- Required action:
Of the material below, the lines to be retyped are those from the line containing "Locate the parked" through the line containing "Locate the paved", inclusive; reproduce them exactly.

- Source material:

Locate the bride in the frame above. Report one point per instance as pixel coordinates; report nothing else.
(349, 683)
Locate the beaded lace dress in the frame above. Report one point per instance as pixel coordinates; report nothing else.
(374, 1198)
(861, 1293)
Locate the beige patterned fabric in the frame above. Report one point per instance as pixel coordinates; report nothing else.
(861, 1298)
...
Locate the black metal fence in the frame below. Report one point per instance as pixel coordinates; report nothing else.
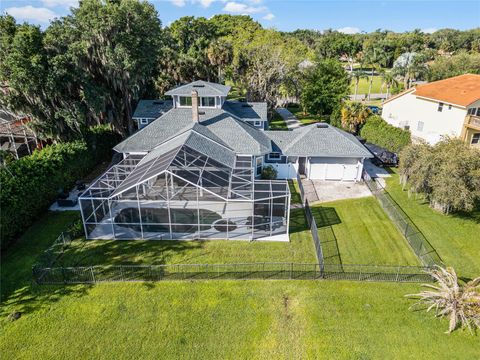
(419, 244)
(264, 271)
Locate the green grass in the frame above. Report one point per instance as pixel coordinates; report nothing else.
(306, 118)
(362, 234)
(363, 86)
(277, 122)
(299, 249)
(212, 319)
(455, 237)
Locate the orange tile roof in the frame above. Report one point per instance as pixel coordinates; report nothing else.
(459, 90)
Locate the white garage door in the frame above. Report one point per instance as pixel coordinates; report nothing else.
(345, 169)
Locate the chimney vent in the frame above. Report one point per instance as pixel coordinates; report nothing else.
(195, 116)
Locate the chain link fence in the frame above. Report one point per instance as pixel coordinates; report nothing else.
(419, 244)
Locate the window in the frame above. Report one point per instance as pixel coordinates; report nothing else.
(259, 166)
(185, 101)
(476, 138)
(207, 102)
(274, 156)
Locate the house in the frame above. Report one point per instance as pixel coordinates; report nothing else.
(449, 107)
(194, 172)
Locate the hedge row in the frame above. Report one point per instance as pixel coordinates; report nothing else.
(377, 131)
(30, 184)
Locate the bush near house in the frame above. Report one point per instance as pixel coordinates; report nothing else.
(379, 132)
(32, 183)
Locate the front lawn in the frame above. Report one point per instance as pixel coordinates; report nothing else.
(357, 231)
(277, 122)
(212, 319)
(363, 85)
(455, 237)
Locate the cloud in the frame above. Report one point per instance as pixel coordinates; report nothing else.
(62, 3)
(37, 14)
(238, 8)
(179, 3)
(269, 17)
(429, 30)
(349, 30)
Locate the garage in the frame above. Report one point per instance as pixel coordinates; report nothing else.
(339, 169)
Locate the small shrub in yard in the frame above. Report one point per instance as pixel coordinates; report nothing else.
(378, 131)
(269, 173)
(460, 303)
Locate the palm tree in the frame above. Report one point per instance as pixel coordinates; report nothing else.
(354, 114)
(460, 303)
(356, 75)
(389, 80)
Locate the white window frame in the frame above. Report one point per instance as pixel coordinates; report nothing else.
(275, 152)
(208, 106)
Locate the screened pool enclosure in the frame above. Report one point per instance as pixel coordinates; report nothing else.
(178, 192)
...
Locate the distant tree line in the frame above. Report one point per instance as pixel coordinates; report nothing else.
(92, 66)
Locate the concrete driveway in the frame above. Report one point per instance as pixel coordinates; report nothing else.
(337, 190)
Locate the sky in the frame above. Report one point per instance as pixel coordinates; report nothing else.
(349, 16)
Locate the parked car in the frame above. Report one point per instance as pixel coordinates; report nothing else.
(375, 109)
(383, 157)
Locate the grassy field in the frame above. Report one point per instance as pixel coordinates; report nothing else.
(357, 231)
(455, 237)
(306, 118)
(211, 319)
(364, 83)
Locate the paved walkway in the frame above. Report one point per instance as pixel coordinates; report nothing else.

- Result below:
Locate the parked car in the frame above. Report one point per instance as pixel coordinates; report nothing else.
(375, 109)
(383, 157)
Locate the grassy field in the frame above. Report one point per instance as pixel coordinates; report nothing else.
(357, 231)
(455, 237)
(306, 118)
(211, 319)
(364, 83)
Locate the paved walkway in the frame above. Report one point per instance as pixel coordinates; report nothing else.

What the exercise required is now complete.